**Extracted text**
When History master’s student Hannah Facknitz was preparing for her first term as a teaching assistant, she realized that disability was mentioned in the description for just one of the online teaching webinars that she saw on offer: “Accessibility in Online Learning.”
Facknitz was concerned that disabled students were considered for online learning during the pandemic only after everyone else was first attended to. She sent out a tweet asking fellow disabled instructors and academics what their experience had been in terms of accessible learning during the pandemic.
A graduate student at the University of Alberta, Danielle Lorenz, responded with a suggestion that they create a resource specifically for instructors to learn how to develop more inclusive classrooms. So that’s what they did.
Facknitz points out that “online teaching can pose issues for disabled students that face-to-face teaching may not.”
“The history of higher ed as producing knowledge that continues to marginalize disabled people is an important one. We thought, disabled students are going to be left behind unless we think proactively about how to accommodate them,” says Facknitz. “It was a collaborative project. We built it knowing we don’t know everything. We’re not experts in building course design. We’re just two disabled graduate students who thought, we can’t leave our peers behind, and we don’t want to be left behind either. We went into it saying we’re not experts, we want community support, and people responded.”

(Point-per-instance localization data)
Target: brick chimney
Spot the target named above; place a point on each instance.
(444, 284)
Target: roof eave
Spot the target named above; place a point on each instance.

**Using the information**
1. Quote the article on the accessible teaching resource between "When History master’s" and "what they did.", inclusive.
2. In the article on the accessible teaching resource, which university does Danielle Lorenz attend as a graduate student?
3. Continue the article on the accessible teaching resource from its last sentence.

**Results**
1.
When History master’s student Hannah Facknitz was preparing for her first term as a teaching assistant, she realized that disability was mentioned in the description for just one of the online teaching webinars that she saw on offer: “Accessibility in Online Learning.”
Facknitz was concerned that disabled students were considered for online learning during the pandemic only after everyone else was first attended to. She sent out a tweet asking fellow disabled instructors and academics what their experience had been in terms of accessible learning during the pandemic.
A graduate student at the University of Alberta, Danielle Lorenz, responded with a suggestion that they create a resource specifically for instructors to learn how to develop more inclusive classrooms. So that’s what they did.

2. The University of Alberta.

3.
There is a lot to consider in accessible virtual learning environments, says Facknitz, including learning how to caption lectures, the ethics of asking people to have their cameras on, the needs of those with sensory processing issues, and how to create an environment that doesn’t cause harm.
“We have to create an environment for disabled people to flourish. For example, academic rigour is an ableist concept. It is based on the notion that certain thoughts are valued and worthy of academic recognition. It’s based in sexism and white supremacy, where disabled knowledge is certainly not prioritized,” says Facknitz. “People seem to think the process for accommodations is reasonable if they’ve never gone through it.”
Classes that are more than two hours long in lecture, Facknitz says, require students to be physically able to endure the duration of the lectures, meaning that students who are abled are more able to compete in the classroom. Facknitz calls the idea of competition “problematic.”
She and Lorenz urge instructors to “build in accessibility from the beginning” and essentially design courses with accessibility in mind for disabled students so there is less reliance on “the ad hoc system of individual accommodation.”
“What would be beautiful is that we are not a surprise as disabled people, that we are expected and welcomed in classrooms,” says Facknitz.